> _WHAT YOU NEED TO DO_
a) Translate this sentence from the passage on negative campaigning into Spanish: "We will do everything in our power to have that ad pulled off the air."
b) Copy, word for word, the stretch of the passage on negative campaigning that opens with the words containing "It's standard practice" and closes with "against false attacks.".

> _TEXT SEGMENT_
——

After more than a decade working to dig up and document all manner of malice, I can tell you from experience what you already know: Contrary to overwhelming public misconceptions, politicians work overtime to tell the truth when they are throwing the mud around but get away with half-truths and outright lies when they're saying something nice.

If you ask most voters, all egghead political scientists, and not a few consultants, they will tell you that politics would be better if we could just get away from negative campaigning and concentrate on the issues.  A 2000 study by the Institute for Global Ethics found that an eye-popping 90 percent of Ohio voters agreed that “negative attack campaigning is unethical,” and 88 percent believed that “negative campaigning undermines democracy.”  But in a country where 76 percent of the citizens thought Saddam Hussein helped Osama bin Laden carry off the 9/11 attacks, majority public opinion can fall a little short of the mark.

 

What voters – and most pundits and political scientists – fail to understand is that consultants worship at the twin altars of truth and accuracy when making negative attacks.

 

Consider the lengths that Neil Kammerman, a principal with the political media firm Murphy Putnam Shorr, goes to in order to demonstrate that a negative attack is both factually accurate and broadly truthful: He cites the documents at the bottom of the screen, shows an image of the document as well as a logo or masthead, and highlights in large type the relevant text from the document.  “You want to provide the footnotes, so to speak, the backup, so a station has no question as to where the information came from,” says Kammerman.

 

It's standard practice to do this in a negative commercial, not only to overcome the voters' bias against negative ads but to protect the attack against questions the opposition will use to get the ad pulled off the air, a tactic Kammerman has used to defend his clients against false attacks.

 

“If we feel the attack is misleading or in any way inaccurate, we'll go to war.  We will do everything in our power to have that ad pulled off the air.  We will respond,” says Kammerman.  “You're able to hold your opponent to a higher standard on negatives.”

——

> _DATA EXCERPTS_
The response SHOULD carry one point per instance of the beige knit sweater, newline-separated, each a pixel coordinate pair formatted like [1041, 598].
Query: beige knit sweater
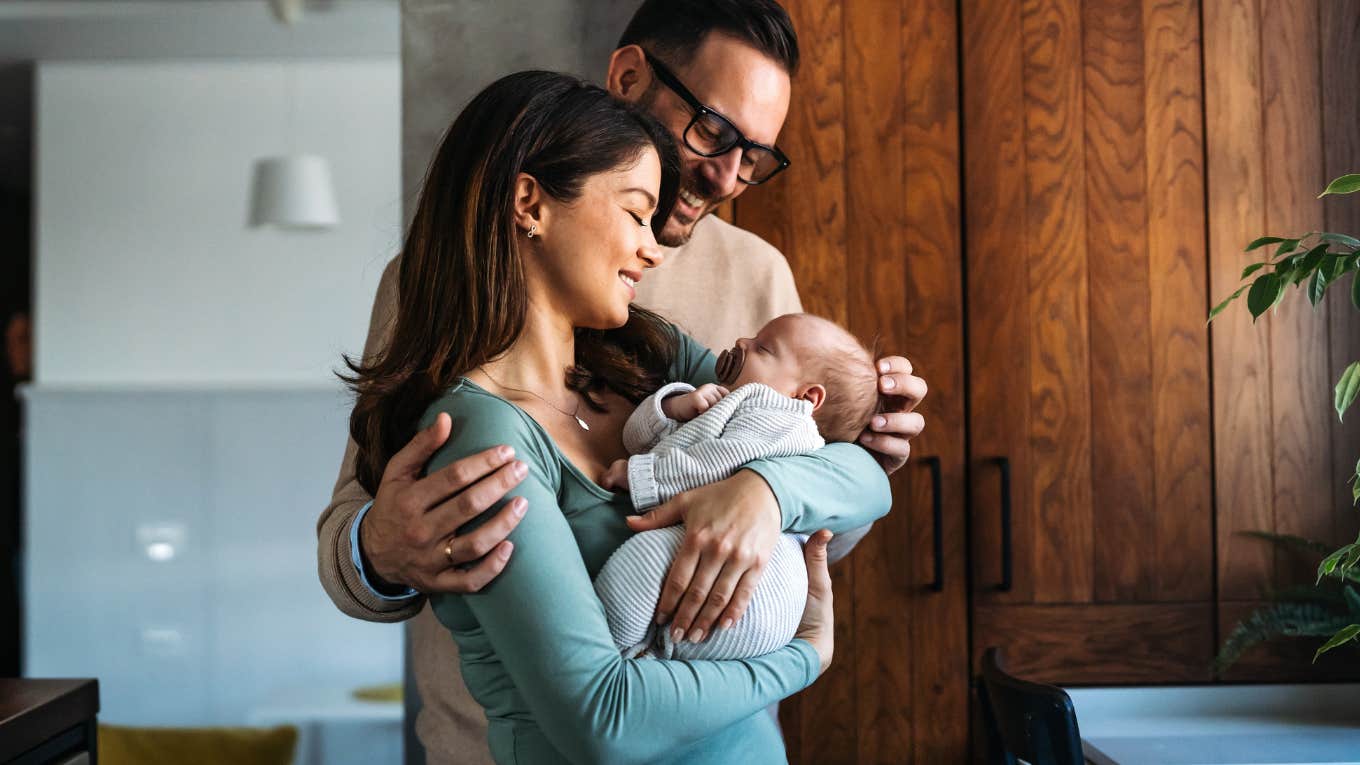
[722, 285]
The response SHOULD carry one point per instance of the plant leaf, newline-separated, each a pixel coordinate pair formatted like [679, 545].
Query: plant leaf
[1264, 241]
[1347, 388]
[1333, 266]
[1341, 240]
[1329, 564]
[1317, 287]
[1352, 599]
[1264, 293]
[1345, 184]
[1219, 308]
[1347, 635]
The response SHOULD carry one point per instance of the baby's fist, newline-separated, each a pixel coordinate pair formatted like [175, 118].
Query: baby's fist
[694, 403]
[616, 478]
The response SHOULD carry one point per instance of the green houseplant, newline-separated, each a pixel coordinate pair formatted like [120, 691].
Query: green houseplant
[1313, 262]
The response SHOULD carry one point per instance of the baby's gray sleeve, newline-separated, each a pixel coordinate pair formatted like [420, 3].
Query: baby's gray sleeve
[748, 424]
[649, 424]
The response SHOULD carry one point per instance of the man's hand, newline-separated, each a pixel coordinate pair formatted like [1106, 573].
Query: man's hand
[684, 407]
[412, 520]
[731, 530]
[890, 433]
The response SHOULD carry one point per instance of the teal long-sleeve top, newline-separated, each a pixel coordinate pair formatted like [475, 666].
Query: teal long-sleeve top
[535, 644]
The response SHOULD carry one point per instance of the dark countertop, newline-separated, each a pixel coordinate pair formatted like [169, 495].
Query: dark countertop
[33, 711]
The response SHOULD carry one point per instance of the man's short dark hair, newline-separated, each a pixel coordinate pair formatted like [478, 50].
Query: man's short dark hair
[673, 29]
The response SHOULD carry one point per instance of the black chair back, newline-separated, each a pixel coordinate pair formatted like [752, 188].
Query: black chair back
[1035, 723]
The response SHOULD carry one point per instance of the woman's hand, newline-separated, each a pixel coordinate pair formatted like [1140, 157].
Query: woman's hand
[890, 433]
[819, 620]
[731, 531]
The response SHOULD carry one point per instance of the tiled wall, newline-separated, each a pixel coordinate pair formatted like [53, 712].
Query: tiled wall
[233, 482]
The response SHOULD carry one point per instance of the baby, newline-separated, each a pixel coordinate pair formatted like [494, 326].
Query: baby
[800, 383]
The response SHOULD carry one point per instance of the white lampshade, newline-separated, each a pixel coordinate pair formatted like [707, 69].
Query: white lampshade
[294, 192]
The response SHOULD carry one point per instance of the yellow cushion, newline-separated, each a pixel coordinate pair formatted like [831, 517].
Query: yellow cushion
[386, 693]
[201, 746]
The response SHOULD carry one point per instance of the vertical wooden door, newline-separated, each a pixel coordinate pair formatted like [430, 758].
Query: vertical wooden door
[1087, 343]
[1283, 117]
[868, 217]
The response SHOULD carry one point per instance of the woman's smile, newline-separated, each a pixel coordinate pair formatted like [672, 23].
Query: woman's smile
[630, 279]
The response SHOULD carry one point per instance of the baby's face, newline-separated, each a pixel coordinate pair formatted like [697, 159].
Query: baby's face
[775, 355]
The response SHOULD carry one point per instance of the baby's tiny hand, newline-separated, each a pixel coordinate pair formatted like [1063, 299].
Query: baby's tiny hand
[688, 406]
[616, 478]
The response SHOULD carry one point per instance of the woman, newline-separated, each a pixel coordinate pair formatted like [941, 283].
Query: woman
[516, 320]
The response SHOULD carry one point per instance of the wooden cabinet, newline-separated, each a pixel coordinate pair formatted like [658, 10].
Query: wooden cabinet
[1038, 202]
[1283, 117]
[1087, 346]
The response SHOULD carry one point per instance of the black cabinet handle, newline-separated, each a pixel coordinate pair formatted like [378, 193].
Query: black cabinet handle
[1007, 564]
[937, 515]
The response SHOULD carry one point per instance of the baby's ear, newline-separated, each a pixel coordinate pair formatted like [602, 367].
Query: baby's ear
[815, 394]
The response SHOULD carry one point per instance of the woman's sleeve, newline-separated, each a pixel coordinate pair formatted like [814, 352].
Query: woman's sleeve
[550, 632]
[839, 486]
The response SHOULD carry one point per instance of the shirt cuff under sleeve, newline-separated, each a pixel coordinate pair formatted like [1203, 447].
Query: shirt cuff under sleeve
[358, 560]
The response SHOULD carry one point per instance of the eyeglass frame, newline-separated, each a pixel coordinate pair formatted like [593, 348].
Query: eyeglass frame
[671, 80]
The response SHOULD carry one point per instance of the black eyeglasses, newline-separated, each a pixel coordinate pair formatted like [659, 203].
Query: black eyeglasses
[709, 134]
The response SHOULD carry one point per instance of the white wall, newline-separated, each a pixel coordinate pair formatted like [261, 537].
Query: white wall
[146, 268]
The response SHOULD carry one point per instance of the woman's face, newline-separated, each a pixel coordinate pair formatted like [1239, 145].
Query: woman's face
[597, 247]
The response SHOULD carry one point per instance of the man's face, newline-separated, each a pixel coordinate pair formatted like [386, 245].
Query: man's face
[743, 85]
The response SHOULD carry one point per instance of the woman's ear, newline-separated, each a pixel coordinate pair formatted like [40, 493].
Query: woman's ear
[629, 76]
[815, 394]
[528, 204]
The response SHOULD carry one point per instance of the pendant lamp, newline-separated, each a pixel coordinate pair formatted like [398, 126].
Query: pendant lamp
[293, 191]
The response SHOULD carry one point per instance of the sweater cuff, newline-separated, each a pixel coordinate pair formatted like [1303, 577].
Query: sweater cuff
[642, 481]
[357, 558]
[649, 422]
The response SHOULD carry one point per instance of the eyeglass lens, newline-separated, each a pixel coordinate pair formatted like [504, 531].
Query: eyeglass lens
[711, 135]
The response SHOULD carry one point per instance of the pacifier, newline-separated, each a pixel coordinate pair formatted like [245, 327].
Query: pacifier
[729, 365]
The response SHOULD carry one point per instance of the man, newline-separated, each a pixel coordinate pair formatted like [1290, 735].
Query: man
[717, 74]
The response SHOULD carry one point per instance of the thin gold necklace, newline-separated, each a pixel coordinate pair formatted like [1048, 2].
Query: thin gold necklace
[571, 414]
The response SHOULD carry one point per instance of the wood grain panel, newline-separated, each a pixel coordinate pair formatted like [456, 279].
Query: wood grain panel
[933, 331]
[1121, 345]
[1163, 643]
[1299, 388]
[1177, 263]
[1340, 26]
[1054, 242]
[997, 287]
[1241, 351]
[876, 226]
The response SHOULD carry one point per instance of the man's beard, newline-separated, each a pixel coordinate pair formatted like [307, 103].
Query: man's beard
[698, 185]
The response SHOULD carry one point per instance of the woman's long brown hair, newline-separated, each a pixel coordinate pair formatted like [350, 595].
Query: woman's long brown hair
[461, 287]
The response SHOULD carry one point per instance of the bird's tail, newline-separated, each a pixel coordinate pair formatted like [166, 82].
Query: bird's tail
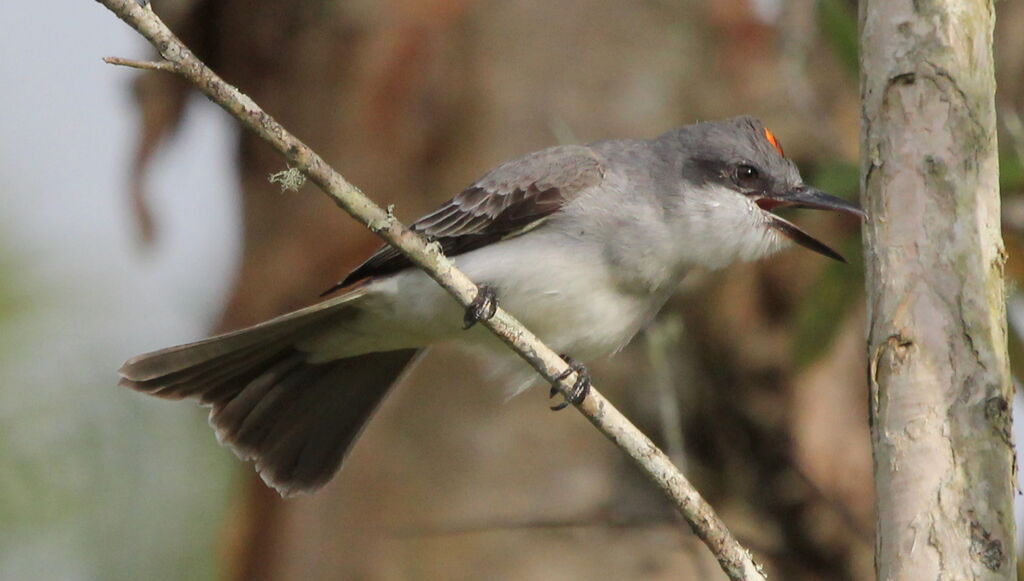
[296, 419]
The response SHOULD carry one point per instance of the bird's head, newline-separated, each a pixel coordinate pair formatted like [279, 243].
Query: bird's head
[731, 175]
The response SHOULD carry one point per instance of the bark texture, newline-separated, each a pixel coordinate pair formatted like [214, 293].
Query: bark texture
[940, 386]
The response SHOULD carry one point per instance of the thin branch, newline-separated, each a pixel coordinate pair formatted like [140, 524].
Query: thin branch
[735, 561]
[143, 65]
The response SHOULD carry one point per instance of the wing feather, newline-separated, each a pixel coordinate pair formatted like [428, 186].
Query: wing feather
[509, 200]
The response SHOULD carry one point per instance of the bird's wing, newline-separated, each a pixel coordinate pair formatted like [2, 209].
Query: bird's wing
[509, 200]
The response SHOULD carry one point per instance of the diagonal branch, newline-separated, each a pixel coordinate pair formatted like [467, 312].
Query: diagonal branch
[735, 561]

——

> _SOLVED TASKS_
a) Haremos todo lo que esté en nuestro poder para que retiren ese anuncio del aire.

b)
It's standard practice to do this in a negative commercial, not only to overcome the voters' bias against negative ads but to protect the attack against questions the opposition will use to get the ad pulled off the air, a tactic Kammerman has used to defend his clients against false attacks.